### [Fragmento del documento]
------------------------------------
Bien. Todo más parejo. Más parecido, incluso. Desde las urgencias del medio ambiente hasta las necesidades de la economía. O viceversa. ¿Por qué, entonces, naciones de clase alta rescatan de crisis a naciones de clase media, como Brasil y Uruguay, y dejan a la deriva a otra nación de clase media, como la Argentina, sumida en una descomposición social y política capaz de arrasar con las vidas que, en teoría, la Cumbre de la Tierra pretende preservar? Por falta de modales, al parecer. O por no haber contemplado en las estadísticas el correlato, más que la culpa, de haber dilapidado las joyas de la abuela con el aval internacional correspondiente, cual certificado de calidad.
------------------------------------
### [Datos proporcionados]
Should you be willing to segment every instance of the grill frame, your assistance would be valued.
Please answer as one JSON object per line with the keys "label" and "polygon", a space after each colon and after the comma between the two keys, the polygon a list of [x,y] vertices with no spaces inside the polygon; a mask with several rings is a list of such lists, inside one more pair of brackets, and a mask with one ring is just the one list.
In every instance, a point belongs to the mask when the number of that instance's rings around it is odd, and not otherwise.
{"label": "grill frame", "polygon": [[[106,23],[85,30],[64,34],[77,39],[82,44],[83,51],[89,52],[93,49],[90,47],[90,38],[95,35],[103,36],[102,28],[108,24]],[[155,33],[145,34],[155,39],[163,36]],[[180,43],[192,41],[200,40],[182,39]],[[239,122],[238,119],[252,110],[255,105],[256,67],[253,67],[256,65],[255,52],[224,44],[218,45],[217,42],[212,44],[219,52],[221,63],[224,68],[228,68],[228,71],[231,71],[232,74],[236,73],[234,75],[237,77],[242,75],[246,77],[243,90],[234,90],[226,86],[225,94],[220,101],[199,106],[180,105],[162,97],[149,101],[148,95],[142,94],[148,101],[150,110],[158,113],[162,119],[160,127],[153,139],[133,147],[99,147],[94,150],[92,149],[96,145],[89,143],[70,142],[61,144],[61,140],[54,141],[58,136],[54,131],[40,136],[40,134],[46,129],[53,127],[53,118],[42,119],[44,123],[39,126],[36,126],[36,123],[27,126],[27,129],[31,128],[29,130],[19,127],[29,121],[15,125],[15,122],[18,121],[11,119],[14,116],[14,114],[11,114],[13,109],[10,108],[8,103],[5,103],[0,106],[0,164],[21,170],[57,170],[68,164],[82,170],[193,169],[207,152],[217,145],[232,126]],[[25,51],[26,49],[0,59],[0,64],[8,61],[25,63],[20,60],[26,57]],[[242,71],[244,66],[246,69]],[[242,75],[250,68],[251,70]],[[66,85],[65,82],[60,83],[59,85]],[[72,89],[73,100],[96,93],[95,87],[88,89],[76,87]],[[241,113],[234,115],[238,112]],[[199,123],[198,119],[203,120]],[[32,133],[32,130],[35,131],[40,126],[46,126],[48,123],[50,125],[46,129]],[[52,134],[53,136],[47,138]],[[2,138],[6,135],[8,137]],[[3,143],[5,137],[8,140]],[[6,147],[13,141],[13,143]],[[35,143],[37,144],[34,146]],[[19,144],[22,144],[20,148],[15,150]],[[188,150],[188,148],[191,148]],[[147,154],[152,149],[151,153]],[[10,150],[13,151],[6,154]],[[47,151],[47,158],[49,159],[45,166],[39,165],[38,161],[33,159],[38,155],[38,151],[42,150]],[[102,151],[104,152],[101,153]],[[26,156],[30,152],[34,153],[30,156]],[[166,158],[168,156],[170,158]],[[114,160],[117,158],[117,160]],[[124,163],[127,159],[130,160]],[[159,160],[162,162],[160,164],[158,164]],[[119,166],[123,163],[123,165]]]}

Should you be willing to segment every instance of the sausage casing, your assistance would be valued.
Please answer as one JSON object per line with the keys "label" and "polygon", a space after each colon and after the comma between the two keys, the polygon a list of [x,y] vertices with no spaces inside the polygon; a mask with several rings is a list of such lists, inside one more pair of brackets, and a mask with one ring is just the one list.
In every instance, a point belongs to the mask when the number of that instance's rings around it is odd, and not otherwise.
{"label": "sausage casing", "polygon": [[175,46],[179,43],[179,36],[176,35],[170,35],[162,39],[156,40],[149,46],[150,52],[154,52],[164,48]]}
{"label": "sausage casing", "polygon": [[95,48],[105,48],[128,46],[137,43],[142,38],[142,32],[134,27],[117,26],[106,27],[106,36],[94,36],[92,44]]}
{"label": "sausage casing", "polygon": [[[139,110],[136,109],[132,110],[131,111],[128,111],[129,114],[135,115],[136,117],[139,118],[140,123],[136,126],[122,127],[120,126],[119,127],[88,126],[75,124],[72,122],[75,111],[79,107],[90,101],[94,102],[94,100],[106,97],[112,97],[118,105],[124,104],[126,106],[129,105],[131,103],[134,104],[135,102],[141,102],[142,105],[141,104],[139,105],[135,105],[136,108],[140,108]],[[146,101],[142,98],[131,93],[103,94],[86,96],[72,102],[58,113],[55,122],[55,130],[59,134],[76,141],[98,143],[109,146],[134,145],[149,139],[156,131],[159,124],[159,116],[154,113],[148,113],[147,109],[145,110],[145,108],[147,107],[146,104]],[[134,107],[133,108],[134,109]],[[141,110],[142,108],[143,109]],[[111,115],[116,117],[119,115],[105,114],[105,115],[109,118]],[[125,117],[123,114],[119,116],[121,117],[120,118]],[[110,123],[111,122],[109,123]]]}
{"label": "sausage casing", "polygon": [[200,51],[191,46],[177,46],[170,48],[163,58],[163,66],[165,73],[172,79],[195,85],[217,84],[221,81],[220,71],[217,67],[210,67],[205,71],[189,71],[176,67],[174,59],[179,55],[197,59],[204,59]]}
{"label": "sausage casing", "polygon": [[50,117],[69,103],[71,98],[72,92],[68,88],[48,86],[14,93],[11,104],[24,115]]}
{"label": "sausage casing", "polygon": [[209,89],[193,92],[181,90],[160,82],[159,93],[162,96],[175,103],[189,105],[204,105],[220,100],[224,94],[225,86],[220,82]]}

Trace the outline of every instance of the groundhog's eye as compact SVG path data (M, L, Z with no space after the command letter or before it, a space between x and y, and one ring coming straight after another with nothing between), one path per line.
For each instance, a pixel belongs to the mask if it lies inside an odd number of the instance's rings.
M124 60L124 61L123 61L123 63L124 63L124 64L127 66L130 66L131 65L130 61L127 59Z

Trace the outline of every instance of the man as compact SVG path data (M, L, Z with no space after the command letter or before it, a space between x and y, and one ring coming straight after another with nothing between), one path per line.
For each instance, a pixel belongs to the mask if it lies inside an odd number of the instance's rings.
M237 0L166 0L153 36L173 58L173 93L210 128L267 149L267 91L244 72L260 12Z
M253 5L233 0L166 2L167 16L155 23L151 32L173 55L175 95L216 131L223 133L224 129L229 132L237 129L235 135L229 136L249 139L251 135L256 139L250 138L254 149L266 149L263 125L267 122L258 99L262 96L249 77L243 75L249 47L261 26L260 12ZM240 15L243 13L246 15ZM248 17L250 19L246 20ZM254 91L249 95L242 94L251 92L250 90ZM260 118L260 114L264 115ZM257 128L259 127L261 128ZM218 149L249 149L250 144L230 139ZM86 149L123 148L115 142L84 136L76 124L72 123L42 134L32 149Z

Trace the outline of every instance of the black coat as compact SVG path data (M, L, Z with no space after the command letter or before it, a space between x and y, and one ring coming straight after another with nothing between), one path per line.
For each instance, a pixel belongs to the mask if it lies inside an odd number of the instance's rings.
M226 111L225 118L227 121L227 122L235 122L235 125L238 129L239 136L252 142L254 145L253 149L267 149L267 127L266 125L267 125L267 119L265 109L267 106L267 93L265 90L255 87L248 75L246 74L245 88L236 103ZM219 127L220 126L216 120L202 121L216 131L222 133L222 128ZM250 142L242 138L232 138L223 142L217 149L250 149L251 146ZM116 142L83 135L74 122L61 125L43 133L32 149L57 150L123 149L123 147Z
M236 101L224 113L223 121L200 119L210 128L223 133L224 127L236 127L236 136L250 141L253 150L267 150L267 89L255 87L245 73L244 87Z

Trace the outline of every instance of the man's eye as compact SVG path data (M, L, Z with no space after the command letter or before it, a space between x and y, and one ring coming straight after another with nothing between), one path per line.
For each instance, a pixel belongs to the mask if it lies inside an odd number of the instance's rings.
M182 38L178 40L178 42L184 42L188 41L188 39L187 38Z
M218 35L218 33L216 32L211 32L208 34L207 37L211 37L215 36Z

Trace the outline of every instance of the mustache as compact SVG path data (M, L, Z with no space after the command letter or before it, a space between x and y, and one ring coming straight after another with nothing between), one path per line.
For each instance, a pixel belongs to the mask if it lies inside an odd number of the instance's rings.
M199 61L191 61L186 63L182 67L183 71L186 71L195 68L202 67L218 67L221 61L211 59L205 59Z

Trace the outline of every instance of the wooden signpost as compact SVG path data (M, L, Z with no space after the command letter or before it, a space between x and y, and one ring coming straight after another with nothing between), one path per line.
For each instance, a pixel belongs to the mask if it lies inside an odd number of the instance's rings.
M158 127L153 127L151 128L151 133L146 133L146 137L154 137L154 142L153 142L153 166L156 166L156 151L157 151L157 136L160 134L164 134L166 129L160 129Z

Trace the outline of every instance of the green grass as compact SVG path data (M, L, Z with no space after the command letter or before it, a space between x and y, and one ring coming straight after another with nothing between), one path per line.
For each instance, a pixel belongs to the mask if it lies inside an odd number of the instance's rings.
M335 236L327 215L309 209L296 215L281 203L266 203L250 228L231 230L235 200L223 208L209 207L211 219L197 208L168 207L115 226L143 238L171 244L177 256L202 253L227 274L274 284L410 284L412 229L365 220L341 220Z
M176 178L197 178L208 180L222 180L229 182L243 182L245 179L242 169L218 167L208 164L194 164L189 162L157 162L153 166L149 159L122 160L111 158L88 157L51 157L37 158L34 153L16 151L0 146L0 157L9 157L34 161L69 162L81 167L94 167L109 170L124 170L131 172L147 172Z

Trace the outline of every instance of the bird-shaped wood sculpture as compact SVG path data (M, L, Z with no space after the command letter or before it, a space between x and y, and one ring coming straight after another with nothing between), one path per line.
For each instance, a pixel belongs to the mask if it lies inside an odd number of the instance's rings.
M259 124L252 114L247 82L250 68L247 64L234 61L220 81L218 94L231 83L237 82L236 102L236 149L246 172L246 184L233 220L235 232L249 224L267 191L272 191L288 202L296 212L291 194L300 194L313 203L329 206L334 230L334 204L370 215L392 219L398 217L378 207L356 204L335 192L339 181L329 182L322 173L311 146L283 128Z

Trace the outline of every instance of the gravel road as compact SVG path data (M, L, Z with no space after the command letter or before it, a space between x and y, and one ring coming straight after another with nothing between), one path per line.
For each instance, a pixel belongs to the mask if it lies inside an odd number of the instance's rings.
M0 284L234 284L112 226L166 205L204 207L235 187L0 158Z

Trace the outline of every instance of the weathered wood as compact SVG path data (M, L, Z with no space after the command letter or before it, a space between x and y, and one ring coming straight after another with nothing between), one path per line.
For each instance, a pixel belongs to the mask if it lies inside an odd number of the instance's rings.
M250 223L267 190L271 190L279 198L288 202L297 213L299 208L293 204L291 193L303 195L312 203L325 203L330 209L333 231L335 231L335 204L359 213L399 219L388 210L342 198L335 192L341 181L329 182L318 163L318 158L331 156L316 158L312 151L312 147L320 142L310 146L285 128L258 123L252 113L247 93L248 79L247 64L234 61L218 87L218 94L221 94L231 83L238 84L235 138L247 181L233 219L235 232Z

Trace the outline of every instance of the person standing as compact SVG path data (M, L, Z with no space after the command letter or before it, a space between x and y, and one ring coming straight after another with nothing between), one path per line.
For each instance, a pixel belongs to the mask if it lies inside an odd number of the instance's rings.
------------------------------------
### [Tarea asignada A]
Vuelve a escribir el tramo del fragmento sobre la Cumbre de la Tierra que va desde "Bien. Todo más" hasta "certificado de calidad.".
### [Tarea asignada B]
Según el fragmento sobre la Cumbre de la Tierra, ¿qué naciones de clase media son rescatadas de la crisis por naciones de clase alta?
### [Tarea asignada C]
Continúa el fragmento sobre la Cumbre de la Tierra y la Argentina a partir de donde termina.
No hace falta usar los registros para nada.

### [Respuesta A]
Bien. Todo más parejo. Más parecido, incluso. Desde las urgencias del medio ambiente hasta las necesidades de la economía. O viceversa. ¿Por qué, entonces, naciones de clase alta rescatan de crisis a naciones de clase media, como Brasil y Uruguay, y dejan a la deriva a otra nación de clase media, como la Argentina, sumida en una descomposición social y política capaz de arrasar con las vidas que, en teoría, la Cumbre de la Tierra pretende preservar? Por falta de modales, al parecer. O por no haber contemplado en las estadísticas el correlato, más que la culpa, de haber dilapidado las joyas de la abuela con el aval internacional correspondiente, cual certificado de calidad.

### [Respuesta B]
Brasil y Uruguay.

### [Respuesta C]
Indicio de una realidad pasmosa: la vieja guardia insiste en aplicar la misma receta para todo aquel que esté en apuros. Sea por el medio ambiente, sea por la economía. Como si no hubiera culturas, historias, geografías, fronteras, personas más que estadísticas. Como si la visión del mundo fuera igual en el Amazonas y en la Patagonia. Como si las soluciones fueran parejas y parecidas, sermoneando sobre presupuestos ordenados, estabilidades financieras e infraestructuras flamantes en vergeles (apañados, a veces) de corrupción, estafas, mentiras, desperdicios fiscales e inflaciones desmesuradas.

Advierte la ONU, al menos, que no todos han compartido los beneficios de la globalización: la tercera parte de la población mundial depende de la combustión de leña o de biomasa para cocinar y para procurarse calefacción y luz, blanco fijo de la contaminación del aire en interiores y, por ello, de severos problemas respiratorios. ¿Les mandamos un correo electrónico con técnicas modernas para dejar de fumar?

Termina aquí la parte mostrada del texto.